╭─ Material to process

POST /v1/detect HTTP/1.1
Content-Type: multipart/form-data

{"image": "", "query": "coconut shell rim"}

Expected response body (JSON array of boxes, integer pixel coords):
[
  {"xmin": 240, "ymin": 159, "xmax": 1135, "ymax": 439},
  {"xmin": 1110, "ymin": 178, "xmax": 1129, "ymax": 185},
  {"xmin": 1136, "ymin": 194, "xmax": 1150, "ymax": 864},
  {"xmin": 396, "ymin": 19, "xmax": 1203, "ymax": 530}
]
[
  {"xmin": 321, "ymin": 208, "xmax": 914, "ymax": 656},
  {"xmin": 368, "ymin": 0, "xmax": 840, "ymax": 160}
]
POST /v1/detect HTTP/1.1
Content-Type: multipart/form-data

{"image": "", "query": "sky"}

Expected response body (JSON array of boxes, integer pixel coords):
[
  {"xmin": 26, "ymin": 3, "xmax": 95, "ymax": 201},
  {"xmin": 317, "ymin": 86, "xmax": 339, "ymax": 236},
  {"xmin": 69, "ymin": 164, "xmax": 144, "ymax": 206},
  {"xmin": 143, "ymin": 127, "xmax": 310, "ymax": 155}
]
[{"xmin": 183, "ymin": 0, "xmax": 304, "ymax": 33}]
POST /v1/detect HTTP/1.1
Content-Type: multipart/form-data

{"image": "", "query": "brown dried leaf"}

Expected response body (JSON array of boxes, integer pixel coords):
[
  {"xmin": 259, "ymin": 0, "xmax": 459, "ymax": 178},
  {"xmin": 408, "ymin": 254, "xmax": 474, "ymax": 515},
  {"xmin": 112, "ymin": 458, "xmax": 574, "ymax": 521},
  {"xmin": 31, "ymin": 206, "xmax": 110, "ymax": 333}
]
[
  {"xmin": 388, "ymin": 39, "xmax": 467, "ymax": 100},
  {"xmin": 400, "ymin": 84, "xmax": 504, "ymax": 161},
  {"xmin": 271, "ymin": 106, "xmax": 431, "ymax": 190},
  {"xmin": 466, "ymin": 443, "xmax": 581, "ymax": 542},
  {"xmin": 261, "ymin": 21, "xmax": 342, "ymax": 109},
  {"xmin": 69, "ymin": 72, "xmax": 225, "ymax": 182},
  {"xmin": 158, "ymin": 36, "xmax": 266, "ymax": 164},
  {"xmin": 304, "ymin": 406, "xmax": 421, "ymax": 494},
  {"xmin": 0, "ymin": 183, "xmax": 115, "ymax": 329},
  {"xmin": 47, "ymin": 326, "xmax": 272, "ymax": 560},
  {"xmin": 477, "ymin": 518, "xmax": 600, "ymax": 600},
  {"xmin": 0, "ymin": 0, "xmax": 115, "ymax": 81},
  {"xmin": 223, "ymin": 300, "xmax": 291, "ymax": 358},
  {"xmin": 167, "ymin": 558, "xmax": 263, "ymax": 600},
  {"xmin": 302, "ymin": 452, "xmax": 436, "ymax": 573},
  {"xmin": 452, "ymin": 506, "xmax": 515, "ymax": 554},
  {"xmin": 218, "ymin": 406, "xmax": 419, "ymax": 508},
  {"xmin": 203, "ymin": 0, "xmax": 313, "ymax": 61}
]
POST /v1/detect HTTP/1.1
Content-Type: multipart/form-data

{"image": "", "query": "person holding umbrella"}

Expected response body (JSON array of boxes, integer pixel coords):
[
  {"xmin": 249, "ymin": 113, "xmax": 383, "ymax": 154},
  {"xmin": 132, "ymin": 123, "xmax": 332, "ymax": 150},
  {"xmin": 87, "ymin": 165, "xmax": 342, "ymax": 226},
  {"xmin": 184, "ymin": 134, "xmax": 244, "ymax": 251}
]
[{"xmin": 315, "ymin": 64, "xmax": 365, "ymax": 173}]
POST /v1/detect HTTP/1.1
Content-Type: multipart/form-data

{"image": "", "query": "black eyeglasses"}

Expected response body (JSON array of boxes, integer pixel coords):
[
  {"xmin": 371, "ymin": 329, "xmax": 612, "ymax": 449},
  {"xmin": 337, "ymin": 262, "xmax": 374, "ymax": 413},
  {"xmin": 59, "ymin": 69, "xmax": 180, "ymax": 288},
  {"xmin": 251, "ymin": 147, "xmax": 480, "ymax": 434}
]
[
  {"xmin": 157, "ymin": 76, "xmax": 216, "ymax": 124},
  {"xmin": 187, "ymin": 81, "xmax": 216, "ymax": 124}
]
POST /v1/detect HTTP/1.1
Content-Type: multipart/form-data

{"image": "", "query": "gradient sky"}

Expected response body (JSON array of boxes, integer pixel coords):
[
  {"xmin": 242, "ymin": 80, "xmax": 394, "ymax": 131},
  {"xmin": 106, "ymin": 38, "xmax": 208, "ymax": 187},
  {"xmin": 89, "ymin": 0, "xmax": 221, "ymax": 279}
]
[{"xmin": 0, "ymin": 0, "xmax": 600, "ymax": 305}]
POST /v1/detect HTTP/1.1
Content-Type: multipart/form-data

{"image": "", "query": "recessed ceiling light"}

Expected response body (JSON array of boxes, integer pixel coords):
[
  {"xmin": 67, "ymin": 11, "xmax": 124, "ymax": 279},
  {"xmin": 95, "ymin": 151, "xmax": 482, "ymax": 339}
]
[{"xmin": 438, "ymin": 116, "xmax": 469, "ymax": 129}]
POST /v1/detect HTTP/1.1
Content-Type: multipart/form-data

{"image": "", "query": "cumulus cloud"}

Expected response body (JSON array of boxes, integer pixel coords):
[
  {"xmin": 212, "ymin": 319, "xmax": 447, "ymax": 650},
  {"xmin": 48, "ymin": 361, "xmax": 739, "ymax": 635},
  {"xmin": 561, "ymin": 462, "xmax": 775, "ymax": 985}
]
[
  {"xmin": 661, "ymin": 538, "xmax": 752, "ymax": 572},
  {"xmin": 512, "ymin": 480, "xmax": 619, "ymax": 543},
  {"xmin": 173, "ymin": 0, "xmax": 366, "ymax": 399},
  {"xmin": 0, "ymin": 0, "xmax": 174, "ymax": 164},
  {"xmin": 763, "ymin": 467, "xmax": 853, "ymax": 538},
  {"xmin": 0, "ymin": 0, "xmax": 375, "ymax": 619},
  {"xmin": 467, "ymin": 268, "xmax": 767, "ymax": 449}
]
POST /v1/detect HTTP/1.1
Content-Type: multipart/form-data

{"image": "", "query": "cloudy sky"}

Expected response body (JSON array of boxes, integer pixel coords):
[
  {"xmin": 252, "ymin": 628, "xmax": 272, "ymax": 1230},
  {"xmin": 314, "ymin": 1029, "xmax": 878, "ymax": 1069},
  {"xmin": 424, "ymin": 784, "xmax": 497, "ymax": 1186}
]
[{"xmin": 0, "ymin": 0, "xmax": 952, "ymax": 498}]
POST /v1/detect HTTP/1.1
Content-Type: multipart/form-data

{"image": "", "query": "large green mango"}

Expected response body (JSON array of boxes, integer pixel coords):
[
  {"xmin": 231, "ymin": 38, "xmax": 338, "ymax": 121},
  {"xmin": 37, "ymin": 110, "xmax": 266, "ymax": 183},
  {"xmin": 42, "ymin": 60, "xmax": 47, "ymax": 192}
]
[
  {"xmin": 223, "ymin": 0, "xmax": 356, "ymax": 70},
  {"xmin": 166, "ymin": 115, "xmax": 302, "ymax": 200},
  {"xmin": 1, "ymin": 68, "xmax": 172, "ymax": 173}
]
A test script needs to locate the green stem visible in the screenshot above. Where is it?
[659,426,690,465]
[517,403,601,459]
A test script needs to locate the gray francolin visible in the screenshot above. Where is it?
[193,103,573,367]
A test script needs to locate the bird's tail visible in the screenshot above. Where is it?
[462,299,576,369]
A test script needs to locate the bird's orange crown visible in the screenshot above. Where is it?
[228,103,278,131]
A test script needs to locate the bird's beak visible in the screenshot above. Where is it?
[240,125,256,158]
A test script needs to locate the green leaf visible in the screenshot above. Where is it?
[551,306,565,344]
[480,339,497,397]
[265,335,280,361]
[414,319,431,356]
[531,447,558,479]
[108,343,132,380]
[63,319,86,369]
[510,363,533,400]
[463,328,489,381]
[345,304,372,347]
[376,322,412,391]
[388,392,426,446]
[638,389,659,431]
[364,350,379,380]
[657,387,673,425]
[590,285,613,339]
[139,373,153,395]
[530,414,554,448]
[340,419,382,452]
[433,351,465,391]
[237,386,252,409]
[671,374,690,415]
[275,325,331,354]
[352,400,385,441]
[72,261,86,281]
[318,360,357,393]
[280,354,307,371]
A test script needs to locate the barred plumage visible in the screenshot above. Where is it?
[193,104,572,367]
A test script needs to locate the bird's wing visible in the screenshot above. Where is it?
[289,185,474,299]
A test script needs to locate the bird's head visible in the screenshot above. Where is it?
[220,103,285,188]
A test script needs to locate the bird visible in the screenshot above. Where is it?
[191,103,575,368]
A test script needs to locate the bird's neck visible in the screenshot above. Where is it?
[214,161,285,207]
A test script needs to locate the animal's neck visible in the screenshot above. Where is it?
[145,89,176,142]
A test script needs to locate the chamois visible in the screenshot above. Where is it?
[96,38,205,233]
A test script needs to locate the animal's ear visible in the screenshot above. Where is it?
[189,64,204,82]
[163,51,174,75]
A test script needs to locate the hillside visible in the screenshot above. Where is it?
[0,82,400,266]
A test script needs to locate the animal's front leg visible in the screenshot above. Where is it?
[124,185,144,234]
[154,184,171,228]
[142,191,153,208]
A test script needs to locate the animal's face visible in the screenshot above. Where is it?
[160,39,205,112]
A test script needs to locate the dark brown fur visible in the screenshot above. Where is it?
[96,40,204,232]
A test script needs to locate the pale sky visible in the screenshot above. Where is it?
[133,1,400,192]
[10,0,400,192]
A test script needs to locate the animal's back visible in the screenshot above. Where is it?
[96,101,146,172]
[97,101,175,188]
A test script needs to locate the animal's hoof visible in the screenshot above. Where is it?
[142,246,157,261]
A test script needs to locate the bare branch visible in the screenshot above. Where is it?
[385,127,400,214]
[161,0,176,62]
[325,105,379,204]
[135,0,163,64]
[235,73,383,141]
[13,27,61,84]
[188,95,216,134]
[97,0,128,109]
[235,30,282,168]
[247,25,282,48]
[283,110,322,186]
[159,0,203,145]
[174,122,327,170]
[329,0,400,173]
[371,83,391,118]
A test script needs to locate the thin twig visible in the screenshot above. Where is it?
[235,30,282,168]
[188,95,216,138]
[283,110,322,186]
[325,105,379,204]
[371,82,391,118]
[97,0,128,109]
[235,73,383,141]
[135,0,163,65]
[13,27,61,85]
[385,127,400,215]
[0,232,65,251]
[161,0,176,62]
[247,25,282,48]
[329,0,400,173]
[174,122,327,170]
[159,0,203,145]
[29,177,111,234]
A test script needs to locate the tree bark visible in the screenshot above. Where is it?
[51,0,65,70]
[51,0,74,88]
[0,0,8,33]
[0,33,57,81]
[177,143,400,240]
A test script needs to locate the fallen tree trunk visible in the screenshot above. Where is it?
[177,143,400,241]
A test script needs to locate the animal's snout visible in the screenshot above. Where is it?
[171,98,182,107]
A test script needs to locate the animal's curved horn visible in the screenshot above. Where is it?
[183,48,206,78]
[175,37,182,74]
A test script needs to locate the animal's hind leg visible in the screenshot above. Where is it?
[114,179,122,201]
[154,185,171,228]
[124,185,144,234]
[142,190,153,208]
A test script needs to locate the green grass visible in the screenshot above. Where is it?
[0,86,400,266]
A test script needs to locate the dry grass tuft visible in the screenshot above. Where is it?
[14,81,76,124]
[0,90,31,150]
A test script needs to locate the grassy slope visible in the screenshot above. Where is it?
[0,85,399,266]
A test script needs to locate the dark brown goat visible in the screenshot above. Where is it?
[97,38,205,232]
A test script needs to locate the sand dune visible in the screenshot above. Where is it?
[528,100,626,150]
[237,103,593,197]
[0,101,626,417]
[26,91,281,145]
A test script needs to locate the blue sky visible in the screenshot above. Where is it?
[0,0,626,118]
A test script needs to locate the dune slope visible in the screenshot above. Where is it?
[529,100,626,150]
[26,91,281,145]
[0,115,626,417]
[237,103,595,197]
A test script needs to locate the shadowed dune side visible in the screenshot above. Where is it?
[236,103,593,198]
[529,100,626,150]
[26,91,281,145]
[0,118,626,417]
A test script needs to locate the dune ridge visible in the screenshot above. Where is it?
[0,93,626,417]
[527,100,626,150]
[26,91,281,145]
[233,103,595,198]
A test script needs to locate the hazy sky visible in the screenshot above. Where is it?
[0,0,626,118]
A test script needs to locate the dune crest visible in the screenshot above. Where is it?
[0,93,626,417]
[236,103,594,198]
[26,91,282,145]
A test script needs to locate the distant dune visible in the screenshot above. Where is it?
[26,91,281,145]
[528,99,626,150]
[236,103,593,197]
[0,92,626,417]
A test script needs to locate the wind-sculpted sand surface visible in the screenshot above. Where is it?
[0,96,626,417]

╰─

*Instructions to follow*
Replace "hillside" with "grassy slope" in the lines starting with the line that contains "A test script needs to locate the animal's neck" and going on through the line that contains "[0,82,400,266]", and give only those lines back with everything else unchanged.

*Output for this task*
A test script needs to locate the animal's neck visible in the screenshot above. Where is it?
[145,89,176,142]
A test script needs to locate the chamois visible in the screenshot above. Where is it?
[96,38,205,233]
A test script needs to locate the animal's ear visible in the screenshot above. Where is it?
[189,64,204,82]
[163,51,174,75]
A test script needs to locate the grassy slope visible in the screenshot above. Where is it?
[0,82,400,266]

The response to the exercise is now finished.